Print the line containing "Target: skyscraper tower" and each line after it through the end, please, with nothing added.

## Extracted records
»»

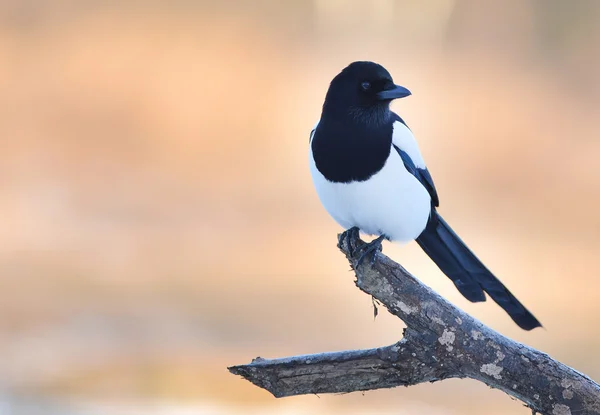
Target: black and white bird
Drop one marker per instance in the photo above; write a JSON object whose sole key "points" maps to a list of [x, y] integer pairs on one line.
{"points": [[370, 176]]}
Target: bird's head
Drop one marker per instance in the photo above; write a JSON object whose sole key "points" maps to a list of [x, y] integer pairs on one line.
{"points": [[362, 92]]}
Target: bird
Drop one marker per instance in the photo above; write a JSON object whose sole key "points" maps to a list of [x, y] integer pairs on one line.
{"points": [[370, 176]]}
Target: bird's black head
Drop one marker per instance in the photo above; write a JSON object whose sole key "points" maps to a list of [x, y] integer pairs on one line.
{"points": [[362, 93]]}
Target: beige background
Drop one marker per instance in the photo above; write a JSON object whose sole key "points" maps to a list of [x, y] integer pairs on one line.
{"points": [[159, 221]]}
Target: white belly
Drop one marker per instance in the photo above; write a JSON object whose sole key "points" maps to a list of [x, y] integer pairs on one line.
{"points": [[392, 202]]}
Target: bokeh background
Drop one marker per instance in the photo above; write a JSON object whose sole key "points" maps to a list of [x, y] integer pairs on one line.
{"points": [[158, 216]]}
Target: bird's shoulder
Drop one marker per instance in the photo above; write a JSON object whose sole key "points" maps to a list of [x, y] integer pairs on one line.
{"points": [[406, 145]]}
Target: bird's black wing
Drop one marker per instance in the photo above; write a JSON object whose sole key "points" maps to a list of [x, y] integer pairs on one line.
{"points": [[422, 175]]}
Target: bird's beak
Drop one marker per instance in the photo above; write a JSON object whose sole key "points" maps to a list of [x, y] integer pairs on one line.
{"points": [[395, 91]]}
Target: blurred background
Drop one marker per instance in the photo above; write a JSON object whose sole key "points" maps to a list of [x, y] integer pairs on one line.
{"points": [[159, 222]]}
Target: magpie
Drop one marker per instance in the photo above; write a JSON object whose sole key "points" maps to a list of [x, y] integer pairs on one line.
{"points": [[370, 176]]}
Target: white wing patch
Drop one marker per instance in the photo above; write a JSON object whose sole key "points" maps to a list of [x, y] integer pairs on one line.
{"points": [[405, 140], [312, 132]]}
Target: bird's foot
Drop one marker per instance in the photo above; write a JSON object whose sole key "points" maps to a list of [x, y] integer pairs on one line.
{"points": [[347, 237], [367, 249]]}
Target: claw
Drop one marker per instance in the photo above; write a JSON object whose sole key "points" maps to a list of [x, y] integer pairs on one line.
{"points": [[347, 236]]}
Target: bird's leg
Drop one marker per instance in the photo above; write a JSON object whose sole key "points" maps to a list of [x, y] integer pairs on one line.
{"points": [[348, 235], [366, 249]]}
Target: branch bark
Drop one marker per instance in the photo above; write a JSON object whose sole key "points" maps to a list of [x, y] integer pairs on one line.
{"points": [[440, 342]]}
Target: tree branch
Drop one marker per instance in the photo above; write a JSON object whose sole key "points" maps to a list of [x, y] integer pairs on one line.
{"points": [[440, 342]]}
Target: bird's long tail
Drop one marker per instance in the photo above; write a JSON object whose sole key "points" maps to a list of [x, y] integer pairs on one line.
{"points": [[467, 272]]}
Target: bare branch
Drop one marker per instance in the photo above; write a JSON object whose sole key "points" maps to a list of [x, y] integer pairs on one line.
{"points": [[440, 342]]}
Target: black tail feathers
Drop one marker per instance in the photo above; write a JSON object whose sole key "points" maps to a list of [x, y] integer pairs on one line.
{"points": [[467, 272]]}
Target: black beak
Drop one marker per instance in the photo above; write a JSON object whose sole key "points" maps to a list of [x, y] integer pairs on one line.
{"points": [[395, 91]]}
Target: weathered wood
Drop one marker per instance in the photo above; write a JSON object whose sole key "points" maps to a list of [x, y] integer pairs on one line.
{"points": [[440, 342]]}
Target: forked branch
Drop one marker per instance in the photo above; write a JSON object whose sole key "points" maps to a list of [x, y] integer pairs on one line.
{"points": [[440, 342]]}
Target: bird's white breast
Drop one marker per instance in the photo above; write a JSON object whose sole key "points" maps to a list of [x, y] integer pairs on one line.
{"points": [[391, 202]]}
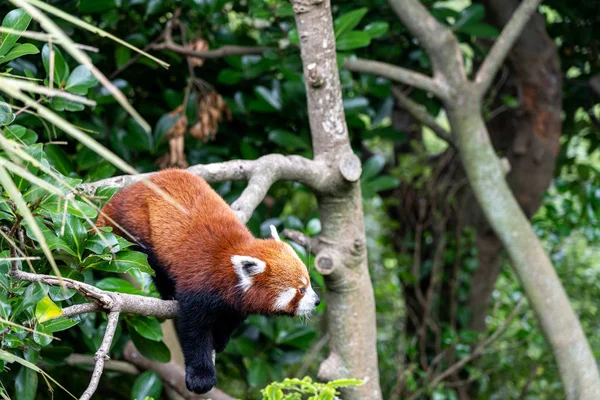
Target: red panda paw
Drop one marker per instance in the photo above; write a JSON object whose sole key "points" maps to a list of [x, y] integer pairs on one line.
{"points": [[200, 382]]}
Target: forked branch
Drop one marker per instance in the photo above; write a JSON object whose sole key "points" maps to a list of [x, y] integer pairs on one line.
{"points": [[102, 355], [260, 173], [503, 44]]}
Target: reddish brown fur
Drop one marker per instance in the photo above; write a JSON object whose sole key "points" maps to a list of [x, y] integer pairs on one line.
{"points": [[196, 248]]}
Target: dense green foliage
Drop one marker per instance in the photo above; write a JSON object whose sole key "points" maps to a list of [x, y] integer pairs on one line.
{"points": [[266, 96]]}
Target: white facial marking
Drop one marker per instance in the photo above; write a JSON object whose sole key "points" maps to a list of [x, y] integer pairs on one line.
{"points": [[246, 267], [284, 298], [274, 233], [307, 303]]}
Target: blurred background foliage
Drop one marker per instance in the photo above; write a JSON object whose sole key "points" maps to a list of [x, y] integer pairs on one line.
{"points": [[250, 105]]}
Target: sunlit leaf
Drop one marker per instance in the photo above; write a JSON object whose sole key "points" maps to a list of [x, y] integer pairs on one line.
{"points": [[17, 20], [46, 309]]}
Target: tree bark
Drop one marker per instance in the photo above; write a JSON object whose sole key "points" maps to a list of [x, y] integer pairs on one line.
{"points": [[341, 254], [485, 172], [527, 136]]}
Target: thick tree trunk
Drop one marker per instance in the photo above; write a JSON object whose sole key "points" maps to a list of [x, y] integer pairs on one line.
{"points": [[531, 263], [341, 250], [528, 137]]}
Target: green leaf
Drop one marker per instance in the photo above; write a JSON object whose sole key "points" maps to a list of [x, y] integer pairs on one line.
{"points": [[229, 77], [26, 384], [61, 69], [377, 29], [100, 245], [17, 20], [137, 138], [271, 97], [470, 16], [59, 324], [347, 22], [155, 351], [20, 134], [54, 242], [274, 393], [80, 81], [117, 285], [372, 167], [73, 232], [353, 40], [300, 338], [120, 262], [41, 336], [344, 383], [19, 51], [122, 56], [6, 114], [148, 384], [58, 158], [57, 206], [96, 6], [287, 139], [258, 372], [46, 309], [480, 30], [31, 296], [148, 327]]}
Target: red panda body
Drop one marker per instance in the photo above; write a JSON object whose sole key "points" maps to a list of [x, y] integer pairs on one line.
{"points": [[210, 262]]}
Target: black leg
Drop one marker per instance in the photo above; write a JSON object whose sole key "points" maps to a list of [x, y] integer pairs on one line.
{"points": [[195, 326], [223, 329]]}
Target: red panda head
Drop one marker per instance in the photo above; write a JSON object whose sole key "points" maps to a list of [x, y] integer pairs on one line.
{"points": [[273, 279]]}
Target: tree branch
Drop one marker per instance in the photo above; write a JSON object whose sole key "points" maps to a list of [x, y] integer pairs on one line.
{"points": [[113, 365], [310, 243], [474, 354], [171, 373], [439, 42], [102, 355], [224, 51], [261, 174], [503, 44], [399, 74], [104, 300], [420, 113]]}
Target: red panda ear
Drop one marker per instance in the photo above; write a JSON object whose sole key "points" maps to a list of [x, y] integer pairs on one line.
{"points": [[246, 267], [274, 233]]}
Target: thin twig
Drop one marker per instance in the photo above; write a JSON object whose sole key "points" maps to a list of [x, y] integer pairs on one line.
{"points": [[110, 301], [30, 87], [102, 355], [398, 74], [224, 51], [112, 365]]}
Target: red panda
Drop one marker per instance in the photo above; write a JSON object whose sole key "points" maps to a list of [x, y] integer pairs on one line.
{"points": [[209, 262]]}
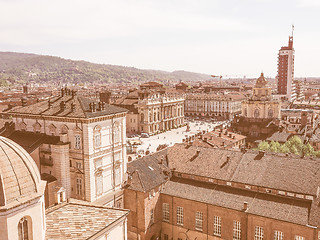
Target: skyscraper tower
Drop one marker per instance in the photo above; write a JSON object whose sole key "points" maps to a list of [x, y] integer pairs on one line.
{"points": [[285, 83]]}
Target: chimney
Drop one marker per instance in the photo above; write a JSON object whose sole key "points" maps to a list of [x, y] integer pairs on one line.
{"points": [[73, 107], [62, 106], [23, 102], [25, 89], [195, 156], [100, 106], [245, 206], [93, 107], [105, 97]]}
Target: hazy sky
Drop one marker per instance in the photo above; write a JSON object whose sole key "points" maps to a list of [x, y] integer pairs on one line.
{"points": [[226, 37]]}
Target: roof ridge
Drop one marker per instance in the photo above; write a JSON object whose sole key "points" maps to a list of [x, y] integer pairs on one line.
{"points": [[139, 177]]}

««

## RESPONSE TO THIS EXERCISE
Target: skyscraper tower
Drop one marker per instance in the photo above; write a JSON object whose sole key "points" maps to a list of [x, y] integer pairs on one line.
{"points": [[285, 83]]}
Target: chimney
Drop one marker per instance in the photo above; write a JSON object whose sole key "points" maps to a list of [x, y] integer pairs on one line.
{"points": [[73, 107], [62, 106], [23, 102], [25, 89], [195, 156], [100, 106], [245, 206], [93, 107], [105, 97]]}
Target: hazy sky
Drop one marker per instance in the photo above; write a JSON object whose sole key "points" maps to a list of [x, y] integer pairs on one line.
{"points": [[226, 37]]}
Target: roof ridge
Drop one marker per instance in the photo above; write a JSON object whose sole key "points" maps to a list of [x, y] integer pairs on one line.
{"points": [[139, 177]]}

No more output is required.